People v. Patel
Decision Date | 21 September 2020 |
Docket Number | NO. 4-19-0917,4-19-0917 |
Parties | The PEOPLE of the State of Illinois, Plaintiff-Appellant, v. Mehul PATEL, Defendant-Appellee. |
Court | United States Appellate Court of Illinois |
Don Knapp, State's Attorney, of Bloomington (Patrick Delfino, David J. Robinson, and David E. Mannchen, of State's Attorneys Appellate Prosecutor's Office, of counsel), for the People.
James E. Chadd, Catherine K. Hart, and Simone A. Patras, of State Appellate Defender's Office, of Springfield, for appellee.
¶ 1 In June 2019, defendant, Mehul Patel, was charged by citation with one count of misdemeanor driving under the influence of alcohol (DUI) ( 625 ILCS 5/11-501(a)(2) (West 2018)). On June 24, 2019, at approximately 12 a.m., a Normal police officer observed defendant's speeding vehicle and initiated a traffic stop. The officer observed visible signs of intoxication, smelled alcohol emitting from defendant's car, and defendant admitted he had been drinking. After showing indicators of impairment on standard field sobriety tests, the officer arrested defendant for DUI. Defendant moved "to quash his arrest and suppress evidence pursuant to 725 ILCS 5/114-12," contending the police officer who stopped him for speeding had "no reasonable articulable suspicion that the [d]efendant was driving under the influence * * * to extend the initial detention." Following a hearing on defendant's motion, during which it first viewed the footage of the traffic stop from the officer's body and dashboard cameras and then heard testimony from the arresting officer and defendant, the trial court granted defendant's suppression motion.
¶ 2 On appeal, the State argues the trial court erred in "determin[ing] * * * the police officer lacked * * * reasonable suspicion to request defendant to perform field sobriety tests." We agree and reverse.
¶ 4 At approximately 12 a.m. on June 24, 2019, Officer Jordan Krueger of the Normal Police Department sat in his squad car in the 1000 block of East College Avenue monitoring for speeders on the 30-mile-per-hour thoroughfare. Upon observing a speeding vehicle and using a handheld radar unit, Krueger clocked the vehicle's speed at 49 miles per hour. He testified he had tested the radar gun before and after his shift and it worked properly during each test. He pursued the vehicle and initiated a traffic stop to issue a speeding citation. Krueger testified he observed no weaving, drifting, or erratic braking by the speeding car as he pursued it.

**DATA**

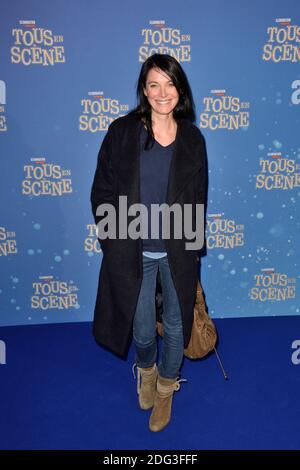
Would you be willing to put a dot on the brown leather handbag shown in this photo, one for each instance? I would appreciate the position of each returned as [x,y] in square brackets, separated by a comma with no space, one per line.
[203,335]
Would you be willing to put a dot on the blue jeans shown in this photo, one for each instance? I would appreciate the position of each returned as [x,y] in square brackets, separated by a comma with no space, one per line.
[144,323]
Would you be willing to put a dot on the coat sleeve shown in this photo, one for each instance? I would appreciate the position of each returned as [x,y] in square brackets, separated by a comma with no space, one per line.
[104,180]
[201,189]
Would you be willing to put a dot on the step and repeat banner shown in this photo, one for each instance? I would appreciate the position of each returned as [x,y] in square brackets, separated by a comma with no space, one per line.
[70,67]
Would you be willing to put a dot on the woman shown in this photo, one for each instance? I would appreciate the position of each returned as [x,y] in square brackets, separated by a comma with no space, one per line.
[153,155]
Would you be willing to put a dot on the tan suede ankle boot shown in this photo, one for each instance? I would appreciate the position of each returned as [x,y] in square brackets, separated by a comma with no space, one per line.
[161,412]
[146,386]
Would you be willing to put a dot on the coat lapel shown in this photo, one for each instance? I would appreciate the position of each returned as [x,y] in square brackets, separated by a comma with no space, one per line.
[185,162]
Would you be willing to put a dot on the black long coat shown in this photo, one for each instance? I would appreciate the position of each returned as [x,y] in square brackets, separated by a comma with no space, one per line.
[121,272]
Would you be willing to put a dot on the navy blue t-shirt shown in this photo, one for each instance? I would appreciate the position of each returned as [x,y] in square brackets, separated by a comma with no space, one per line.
[154,174]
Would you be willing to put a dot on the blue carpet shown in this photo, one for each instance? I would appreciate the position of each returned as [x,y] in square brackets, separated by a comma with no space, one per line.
[60,390]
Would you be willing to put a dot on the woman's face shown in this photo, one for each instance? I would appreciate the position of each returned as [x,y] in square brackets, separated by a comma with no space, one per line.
[161,92]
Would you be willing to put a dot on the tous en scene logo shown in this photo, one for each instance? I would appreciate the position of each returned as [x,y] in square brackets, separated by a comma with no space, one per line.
[163,40]
[278,172]
[283,42]
[36,46]
[45,179]
[223,233]
[51,294]
[222,111]
[91,243]
[270,285]
[98,112]
[3,125]
[8,242]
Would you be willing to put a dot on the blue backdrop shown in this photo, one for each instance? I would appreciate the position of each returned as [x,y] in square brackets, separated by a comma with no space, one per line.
[70,67]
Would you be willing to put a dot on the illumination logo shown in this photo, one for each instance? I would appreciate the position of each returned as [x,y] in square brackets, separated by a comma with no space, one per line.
[222,111]
[277,171]
[158,38]
[49,293]
[98,112]
[36,46]
[45,179]
[270,285]
[283,42]
[223,232]
[8,242]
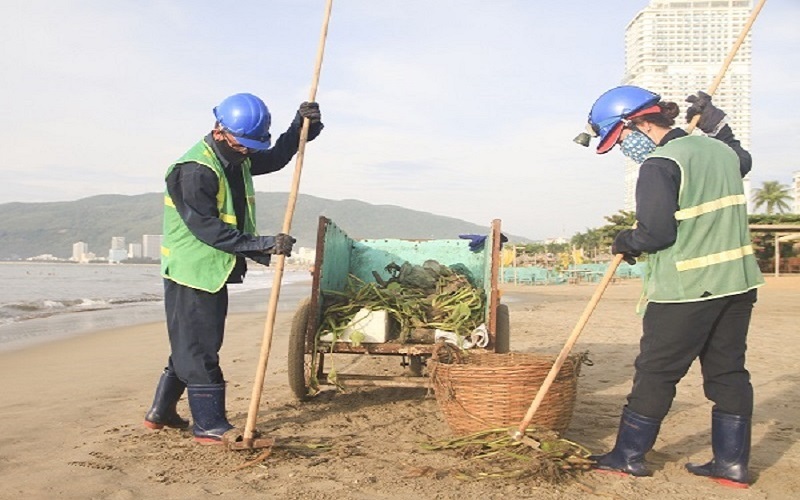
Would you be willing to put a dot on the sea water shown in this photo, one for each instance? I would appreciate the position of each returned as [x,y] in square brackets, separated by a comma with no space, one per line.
[45,301]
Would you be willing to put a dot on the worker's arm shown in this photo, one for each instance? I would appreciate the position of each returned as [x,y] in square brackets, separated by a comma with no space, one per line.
[193,189]
[274,159]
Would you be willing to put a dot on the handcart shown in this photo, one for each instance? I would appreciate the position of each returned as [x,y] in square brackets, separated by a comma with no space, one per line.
[338,256]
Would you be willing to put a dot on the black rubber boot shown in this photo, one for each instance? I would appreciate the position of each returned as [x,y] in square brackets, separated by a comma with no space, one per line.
[730,442]
[207,402]
[162,413]
[636,436]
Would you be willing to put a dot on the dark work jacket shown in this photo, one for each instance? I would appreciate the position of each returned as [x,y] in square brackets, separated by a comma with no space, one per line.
[194,187]
[657,198]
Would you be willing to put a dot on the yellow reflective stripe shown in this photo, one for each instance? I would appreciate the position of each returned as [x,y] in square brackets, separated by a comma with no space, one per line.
[227,218]
[714,258]
[710,206]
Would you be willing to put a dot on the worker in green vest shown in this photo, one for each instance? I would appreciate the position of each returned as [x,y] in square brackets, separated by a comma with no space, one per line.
[209,230]
[701,279]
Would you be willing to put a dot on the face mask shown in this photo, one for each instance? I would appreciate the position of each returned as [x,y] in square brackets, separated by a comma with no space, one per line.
[637,146]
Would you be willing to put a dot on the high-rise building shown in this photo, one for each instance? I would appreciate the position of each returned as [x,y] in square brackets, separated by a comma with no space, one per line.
[677,47]
[151,246]
[134,250]
[79,250]
[118,252]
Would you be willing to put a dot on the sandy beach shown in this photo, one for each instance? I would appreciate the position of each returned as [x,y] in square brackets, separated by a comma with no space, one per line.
[71,413]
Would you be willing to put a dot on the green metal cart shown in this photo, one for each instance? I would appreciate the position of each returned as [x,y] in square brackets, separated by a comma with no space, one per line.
[338,256]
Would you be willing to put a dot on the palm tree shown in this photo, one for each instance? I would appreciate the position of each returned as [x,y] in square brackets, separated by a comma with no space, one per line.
[774,195]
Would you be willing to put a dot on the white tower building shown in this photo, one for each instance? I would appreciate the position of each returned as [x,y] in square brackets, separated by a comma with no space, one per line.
[79,250]
[677,47]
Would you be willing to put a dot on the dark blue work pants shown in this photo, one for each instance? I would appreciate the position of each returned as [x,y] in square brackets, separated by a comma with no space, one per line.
[675,335]
[196,327]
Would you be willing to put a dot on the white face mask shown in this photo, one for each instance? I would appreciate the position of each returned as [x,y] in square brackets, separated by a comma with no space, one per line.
[637,146]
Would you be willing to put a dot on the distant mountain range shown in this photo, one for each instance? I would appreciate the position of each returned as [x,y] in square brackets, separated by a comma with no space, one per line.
[30,229]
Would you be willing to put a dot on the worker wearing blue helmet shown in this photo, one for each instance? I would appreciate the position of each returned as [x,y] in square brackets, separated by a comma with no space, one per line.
[209,230]
[701,278]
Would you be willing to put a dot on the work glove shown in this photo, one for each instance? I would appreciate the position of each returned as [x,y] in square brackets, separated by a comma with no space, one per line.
[620,246]
[308,110]
[476,241]
[262,248]
[711,117]
[311,111]
[282,245]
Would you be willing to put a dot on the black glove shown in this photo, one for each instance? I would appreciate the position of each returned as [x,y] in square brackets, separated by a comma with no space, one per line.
[282,245]
[308,110]
[710,115]
[620,246]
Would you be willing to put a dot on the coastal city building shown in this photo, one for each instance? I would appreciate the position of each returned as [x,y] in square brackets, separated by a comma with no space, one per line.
[117,252]
[79,250]
[134,250]
[151,246]
[677,47]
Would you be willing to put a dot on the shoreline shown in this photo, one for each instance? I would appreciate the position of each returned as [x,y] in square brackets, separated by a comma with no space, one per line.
[60,326]
[76,409]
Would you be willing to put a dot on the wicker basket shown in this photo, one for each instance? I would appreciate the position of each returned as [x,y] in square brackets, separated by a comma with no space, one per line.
[486,390]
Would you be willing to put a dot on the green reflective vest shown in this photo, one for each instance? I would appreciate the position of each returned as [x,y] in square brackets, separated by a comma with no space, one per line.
[712,255]
[184,258]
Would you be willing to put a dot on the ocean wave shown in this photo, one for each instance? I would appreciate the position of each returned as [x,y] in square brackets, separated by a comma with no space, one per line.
[26,310]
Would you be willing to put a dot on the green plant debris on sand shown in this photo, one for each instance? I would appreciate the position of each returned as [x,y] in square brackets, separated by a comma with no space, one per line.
[494,453]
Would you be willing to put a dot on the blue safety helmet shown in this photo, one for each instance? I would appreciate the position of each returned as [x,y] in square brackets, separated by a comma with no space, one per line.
[247,118]
[618,105]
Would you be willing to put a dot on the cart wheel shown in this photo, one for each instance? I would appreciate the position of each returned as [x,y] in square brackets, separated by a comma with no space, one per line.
[299,363]
[502,331]
[415,365]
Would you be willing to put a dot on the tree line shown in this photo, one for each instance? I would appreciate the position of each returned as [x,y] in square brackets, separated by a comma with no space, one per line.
[594,245]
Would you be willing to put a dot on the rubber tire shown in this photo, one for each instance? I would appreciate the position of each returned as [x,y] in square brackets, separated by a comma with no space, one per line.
[299,362]
[415,366]
[502,330]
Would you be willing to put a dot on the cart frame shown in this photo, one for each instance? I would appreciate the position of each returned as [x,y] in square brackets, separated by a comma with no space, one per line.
[338,255]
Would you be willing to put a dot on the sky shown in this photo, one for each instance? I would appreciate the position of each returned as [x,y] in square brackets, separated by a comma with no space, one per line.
[465,108]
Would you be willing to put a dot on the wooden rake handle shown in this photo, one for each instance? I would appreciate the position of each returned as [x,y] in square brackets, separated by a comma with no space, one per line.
[562,356]
[266,344]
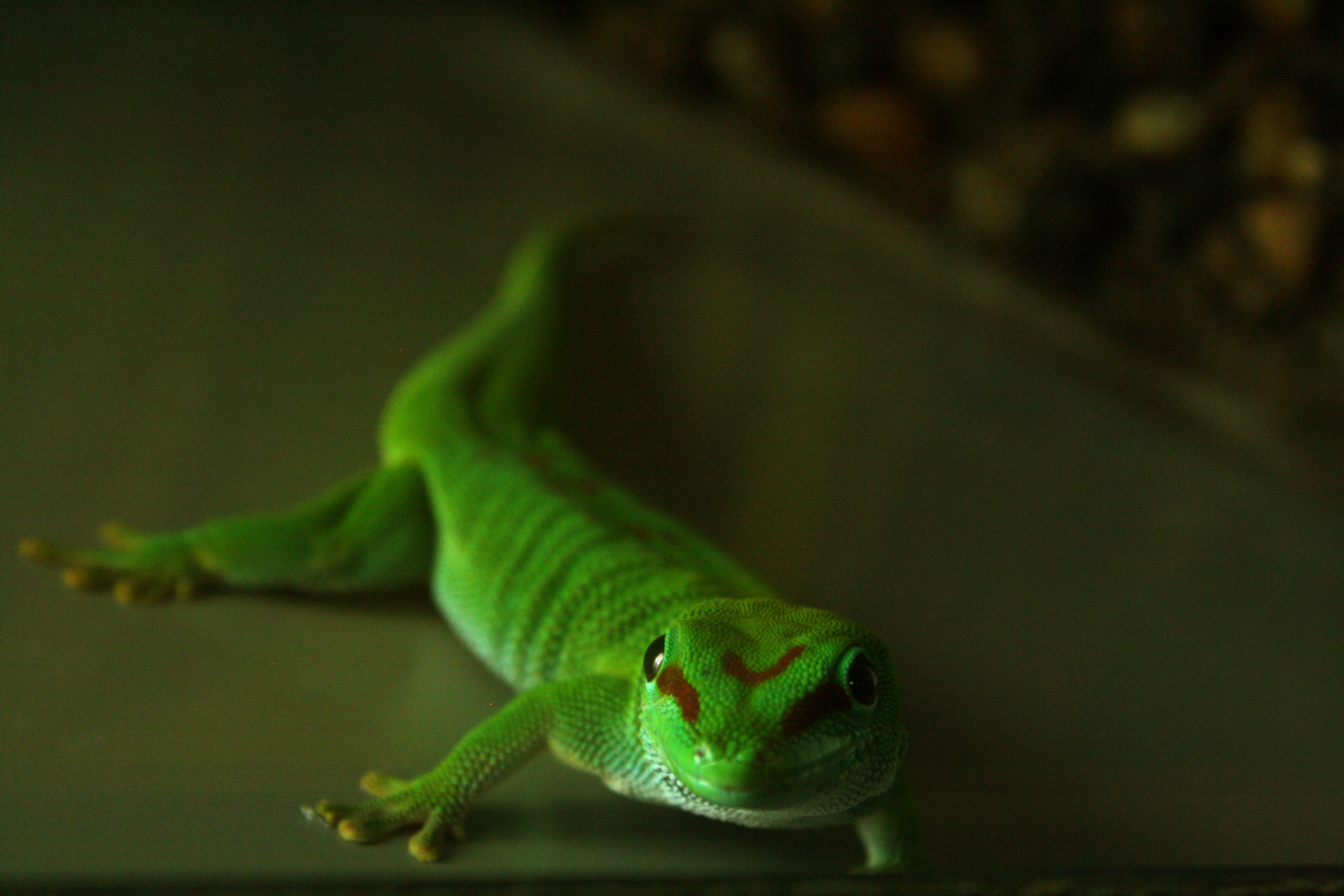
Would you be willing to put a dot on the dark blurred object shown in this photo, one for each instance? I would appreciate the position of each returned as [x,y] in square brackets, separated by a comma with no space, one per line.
[1170,166]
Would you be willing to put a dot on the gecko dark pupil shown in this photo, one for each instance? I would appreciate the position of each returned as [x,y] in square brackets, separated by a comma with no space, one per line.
[861,680]
[654,657]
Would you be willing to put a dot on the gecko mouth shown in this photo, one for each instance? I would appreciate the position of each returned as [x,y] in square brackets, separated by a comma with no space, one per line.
[729,782]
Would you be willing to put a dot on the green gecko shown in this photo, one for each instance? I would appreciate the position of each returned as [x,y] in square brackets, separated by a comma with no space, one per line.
[640,653]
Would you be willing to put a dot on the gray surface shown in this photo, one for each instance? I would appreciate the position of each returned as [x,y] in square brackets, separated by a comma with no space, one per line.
[226,232]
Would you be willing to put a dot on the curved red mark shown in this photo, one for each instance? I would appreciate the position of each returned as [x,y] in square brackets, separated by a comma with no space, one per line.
[828,698]
[674,684]
[734,667]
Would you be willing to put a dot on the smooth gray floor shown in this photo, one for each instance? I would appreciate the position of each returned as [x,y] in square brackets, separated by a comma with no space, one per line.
[226,230]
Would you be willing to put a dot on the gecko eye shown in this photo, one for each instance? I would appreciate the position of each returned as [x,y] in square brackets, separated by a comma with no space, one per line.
[861,680]
[654,657]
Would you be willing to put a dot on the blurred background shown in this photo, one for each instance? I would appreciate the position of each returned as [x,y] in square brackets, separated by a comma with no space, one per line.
[1003,328]
[1173,171]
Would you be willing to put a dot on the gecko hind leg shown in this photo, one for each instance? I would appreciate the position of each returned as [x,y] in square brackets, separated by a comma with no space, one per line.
[370,532]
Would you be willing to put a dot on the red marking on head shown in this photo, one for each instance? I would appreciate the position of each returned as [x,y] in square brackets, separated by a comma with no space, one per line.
[828,698]
[734,667]
[672,683]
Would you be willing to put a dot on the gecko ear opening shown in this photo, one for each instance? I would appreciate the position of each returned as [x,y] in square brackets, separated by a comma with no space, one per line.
[654,657]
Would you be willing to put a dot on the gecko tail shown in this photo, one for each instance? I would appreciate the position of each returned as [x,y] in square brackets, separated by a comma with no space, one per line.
[484,383]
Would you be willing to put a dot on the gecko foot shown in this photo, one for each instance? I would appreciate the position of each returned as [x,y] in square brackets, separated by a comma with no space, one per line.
[398,805]
[135,567]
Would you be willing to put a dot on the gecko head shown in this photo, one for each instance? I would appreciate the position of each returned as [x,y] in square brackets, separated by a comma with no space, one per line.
[763,706]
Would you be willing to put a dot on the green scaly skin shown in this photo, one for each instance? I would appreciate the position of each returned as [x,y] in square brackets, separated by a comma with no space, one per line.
[640,652]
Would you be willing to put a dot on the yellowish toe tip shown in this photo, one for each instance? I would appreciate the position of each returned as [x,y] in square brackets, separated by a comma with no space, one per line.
[350,829]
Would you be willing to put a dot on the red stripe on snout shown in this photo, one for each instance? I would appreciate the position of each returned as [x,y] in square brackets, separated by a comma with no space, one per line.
[734,667]
[674,684]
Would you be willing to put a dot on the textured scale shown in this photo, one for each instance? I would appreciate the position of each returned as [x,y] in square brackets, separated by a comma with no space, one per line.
[642,653]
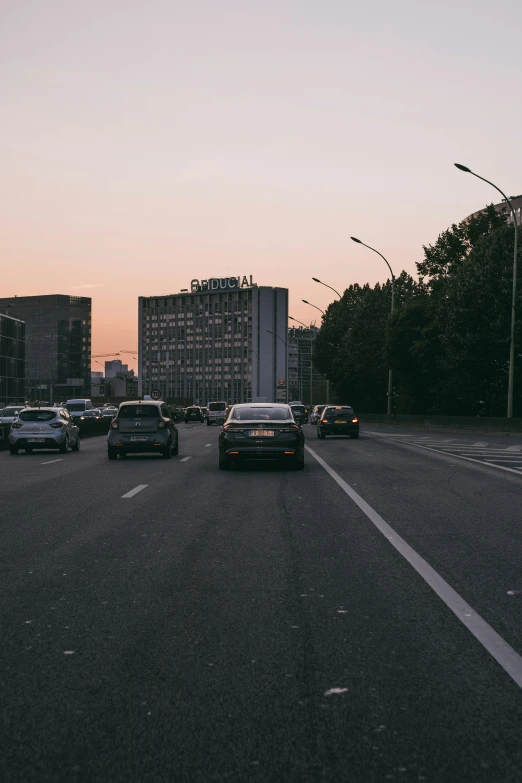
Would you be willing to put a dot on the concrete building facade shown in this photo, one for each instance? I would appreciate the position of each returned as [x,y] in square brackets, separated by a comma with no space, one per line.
[58,344]
[225,339]
[12,360]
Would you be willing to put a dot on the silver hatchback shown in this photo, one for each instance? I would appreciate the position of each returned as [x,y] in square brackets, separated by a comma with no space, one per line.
[44,428]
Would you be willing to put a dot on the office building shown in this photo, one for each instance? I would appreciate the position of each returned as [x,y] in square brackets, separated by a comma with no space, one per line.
[58,344]
[225,339]
[115,368]
[12,360]
[304,383]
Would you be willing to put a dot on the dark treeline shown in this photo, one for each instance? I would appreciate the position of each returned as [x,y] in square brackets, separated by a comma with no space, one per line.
[448,340]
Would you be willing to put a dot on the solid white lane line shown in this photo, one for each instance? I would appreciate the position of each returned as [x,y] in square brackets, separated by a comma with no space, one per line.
[135,491]
[501,651]
[468,459]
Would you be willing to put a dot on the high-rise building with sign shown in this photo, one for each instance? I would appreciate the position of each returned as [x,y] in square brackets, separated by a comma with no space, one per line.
[12,360]
[58,344]
[225,339]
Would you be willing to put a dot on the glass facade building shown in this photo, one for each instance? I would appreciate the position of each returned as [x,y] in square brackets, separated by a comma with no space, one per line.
[12,360]
[214,345]
[58,344]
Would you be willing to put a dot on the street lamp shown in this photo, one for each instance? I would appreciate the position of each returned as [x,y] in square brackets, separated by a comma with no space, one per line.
[298,322]
[311,305]
[390,372]
[511,376]
[327,286]
[286,358]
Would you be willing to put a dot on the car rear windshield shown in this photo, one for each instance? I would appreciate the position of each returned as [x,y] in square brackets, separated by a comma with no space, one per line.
[341,413]
[139,412]
[261,414]
[75,406]
[38,416]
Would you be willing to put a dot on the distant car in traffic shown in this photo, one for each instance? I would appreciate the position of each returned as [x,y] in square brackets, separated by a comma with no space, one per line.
[44,428]
[259,432]
[217,412]
[78,407]
[10,413]
[338,420]
[194,413]
[142,427]
[300,413]
[316,413]
[108,413]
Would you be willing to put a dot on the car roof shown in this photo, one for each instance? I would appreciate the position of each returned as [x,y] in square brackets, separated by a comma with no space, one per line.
[43,408]
[142,402]
[261,405]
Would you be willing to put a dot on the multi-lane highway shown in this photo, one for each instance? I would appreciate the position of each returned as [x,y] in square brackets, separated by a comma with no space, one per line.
[356,621]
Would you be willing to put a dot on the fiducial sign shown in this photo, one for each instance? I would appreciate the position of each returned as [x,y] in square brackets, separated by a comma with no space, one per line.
[221,283]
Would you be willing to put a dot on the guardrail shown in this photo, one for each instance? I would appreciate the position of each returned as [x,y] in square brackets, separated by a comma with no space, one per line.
[481,423]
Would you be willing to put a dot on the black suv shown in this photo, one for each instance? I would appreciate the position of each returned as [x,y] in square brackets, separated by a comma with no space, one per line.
[194,413]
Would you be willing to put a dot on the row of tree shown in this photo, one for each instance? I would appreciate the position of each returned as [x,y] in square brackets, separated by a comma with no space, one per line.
[448,340]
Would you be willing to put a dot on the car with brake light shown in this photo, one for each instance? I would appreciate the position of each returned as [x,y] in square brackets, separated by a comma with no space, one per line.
[143,427]
[193,413]
[217,412]
[338,420]
[44,428]
[300,413]
[261,432]
[316,413]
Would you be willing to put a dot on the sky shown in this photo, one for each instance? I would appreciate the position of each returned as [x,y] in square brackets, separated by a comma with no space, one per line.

**INSTRUCTION**
Please write down the stretch of the People v. Patel opinion from "People v. Patel" through "Springfield, for appellee.", word for word.

**EXERCISE OUTPUT**
People v. Patel
Decision Date | 21 September 2020 |
Docket Number | NO. 4-19-0917,4-19-0917 |
Parties | The PEOPLE of the State of Illinois, Plaintiff-Appellant, v. Mehul PATEL, Defendant-Appellee. |
Court | United States Appellate Court of Illinois |
Don Knapp, State's Attorney, of Bloomington (Patrick Delfino, David J. Robinson, and David E. Mannchen, of State's Attorneys Appellate Prosecutor's Office, of counsel), for the People.
James E. Chadd, Catherine K. Hart, and Simone A. Patras, of State Appellate Defender's Office, of Springfield, for appellee.